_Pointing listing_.
——————————

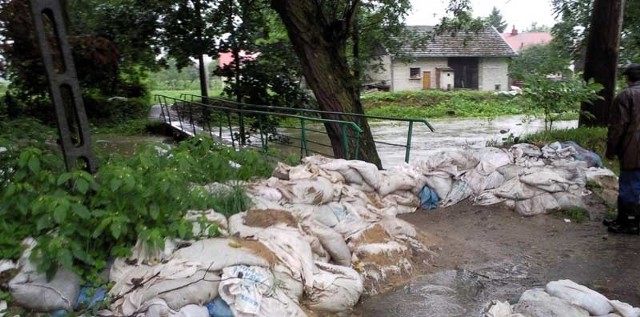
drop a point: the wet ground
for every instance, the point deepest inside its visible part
(491, 253)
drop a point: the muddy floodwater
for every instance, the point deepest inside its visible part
(391, 137)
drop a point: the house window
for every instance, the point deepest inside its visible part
(414, 73)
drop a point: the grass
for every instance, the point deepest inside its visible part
(177, 93)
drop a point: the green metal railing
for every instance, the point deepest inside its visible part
(193, 118)
(410, 121)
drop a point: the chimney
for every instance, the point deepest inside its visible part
(514, 32)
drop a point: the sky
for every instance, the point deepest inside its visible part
(520, 13)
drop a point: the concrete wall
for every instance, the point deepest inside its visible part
(401, 73)
(493, 71)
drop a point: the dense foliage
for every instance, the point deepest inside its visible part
(77, 218)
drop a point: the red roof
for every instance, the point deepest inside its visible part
(226, 58)
(519, 41)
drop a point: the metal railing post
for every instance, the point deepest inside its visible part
(408, 148)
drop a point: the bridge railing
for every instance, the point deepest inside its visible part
(335, 115)
(223, 123)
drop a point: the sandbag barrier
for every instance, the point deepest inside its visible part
(560, 299)
(319, 235)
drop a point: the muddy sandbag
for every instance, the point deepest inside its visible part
(459, 192)
(536, 205)
(315, 191)
(624, 309)
(514, 189)
(355, 172)
(579, 295)
(335, 289)
(333, 242)
(251, 291)
(398, 178)
(31, 289)
(568, 201)
(547, 180)
(537, 303)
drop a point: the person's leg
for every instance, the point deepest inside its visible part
(628, 203)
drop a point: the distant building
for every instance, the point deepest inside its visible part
(519, 41)
(474, 60)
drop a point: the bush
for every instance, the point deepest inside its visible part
(79, 219)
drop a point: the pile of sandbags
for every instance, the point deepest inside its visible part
(526, 178)
(560, 299)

——————————

_What is asked_. Switch every "drop a point" in the listing to "mark a point" and write out all the other lines unchanged, leaving the pictures out.

_Answer to this exercise_.
mark a point: the wet ground
for every instance, the point deepest inside its visible part
(491, 253)
mark a point: the muddy floodwater
for every instance, the point deepest inside its visible part
(391, 137)
mark a point: the house window
for every instance, the point deepest inside its visible part
(414, 73)
mark a point: the grass
for every instance, the point deepest inside its visible part
(177, 93)
mark a point: the green metal railing
for every instance, the point deepest inside its visible part
(193, 118)
(410, 121)
mark a point: the chimney
for every instance, the point deepest inside its visible part
(514, 32)
mark a point: the sky
for every instance, the point deepest inside its visible part
(520, 13)
mark a point: the concrete wall
for every instance, the point deepest inside its visible part
(401, 73)
(493, 71)
mark a point: the dense foliage
for every instance, the point deepest inside its visible part
(77, 218)
mark a point: the red roof
for every instance, the point deepest inside its visible part
(226, 58)
(519, 41)
mark a point: the metal railing post
for every instance, the point deepest inside its visible part
(408, 148)
mark a point: the bridge railing
for every instance, the point deepest inside its visible part
(335, 115)
(223, 123)
mark a point: the sandbag barrier
for every instance, the point deepest inside its visible part
(560, 299)
(319, 235)
mark a point: the muddy sandbag
for every instance, the point deepest inside its visible part
(459, 192)
(536, 205)
(315, 191)
(624, 309)
(514, 189)
(355, 172)
(579, 295)
(335, 289)
(333, 242)
(251, 291)
(398, 178)
(31, 289)
(568, 201)
(547, 180)
(537, 303)
mark a point: the person's leg
for every instance, the point deepest inside its visible part
(628, 203)
mark a point: the distant building
for every instance, the point deepest inside its visible part
(519, 41)
(474, 60)
mark a point: the bush
for every instance, the point deepest inside its visible part
(79, 219)
mark a point: the pile of sandbags
for every instance, the point deepest inside its visible part
(526, 178)
(560, 299)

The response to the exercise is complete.